Hacker News new | ask | show | jobs
by flir 184 days ago
Hah. I think of it as a slime mold. There's the main body (bodies?), but it's always shooting out little bits of itself that try weird stuff - founding underwater communes, or climbing mountains in Crocs or something. Most of these offshoots don't have that much of an impact, but occasionally one lucks out and discovers America or peanut butter and the main body saunters off that way.
2 comments

Yeah we find this type of optimization all over nature. Even radiation is important to create noise. We need it in machine learning. A noisy optimizer is critical for generalized learning. Too much noise and you learn nothing but no noise and you only memorize. So there's a balance
I'm reminded a bit of a robotics professor I had at uni, a very long time ago in the 1990s. When he was at uni in the late 70s he and a couple of friends were working on a robot arm, which didn't work because it kept dropping stuff. They made a more precise linkage for the gripper, and if anything it was worse. They made ever more precise bushings for the pivots, and it just didn't help or made it worse.

Eventually after a conversation in the pub with one of his friends who was studying sports physiotherapy, they ripped out the 47th set of really precise little Teflon bushings and put in new ones made of medical silicone rubber tubing.

Now all the joints were a bit sticky and squashy and wobbly, and it picked everything up perfectly every time.

I get the "outliers are useful" thing you're trying to emphasis. But as someone from a mountainous country, please dont "climb[ing] mountains in Crocs", we regularily get media reports of hopelessly underequipped people having to be rescued with a whole team of people, in the middle of the night, with horrible weather, usually also endangering the people that do the rescue. I guess what I am trying to say is, there is a limit to how silly you can/should be.

## DATA SECTION
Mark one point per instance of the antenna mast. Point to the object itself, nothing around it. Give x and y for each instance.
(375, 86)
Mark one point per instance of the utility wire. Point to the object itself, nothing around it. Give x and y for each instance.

## DIRECTIONS
1 - In the Hacker News thread, what were the new bushings on the robot arm made of?
2 - Condense the paragraph of the Hacker News thread that begins "Yeah we find this type of optimization" into two short sentences, keeping its main facts.
3 - Reproduce the stretch of the Hacker News thread from "Eventually after a" through "perfectly every time.".

## RESPONSES TO THE TASKS
1 - Medical silicone rubber tubing.

2 - This kind of optimization appears throughout nature, and even radiation matters because it creates noise. Machine learning needs a noisy optimizer for generalized learning, balanced so that too much noise teaches nothing and none leads only to memorization.

3 -
Eventually after a conversation in the pub with one of his friends who was studying sports physiotherapy, they ripped out the 47th set of really precise little Teflon bushings and put in new ones made of medical silicone rubber tubing.

Now all the joints were a bit sticky and squashy and wobbly, and it picked everything up perfectly every time.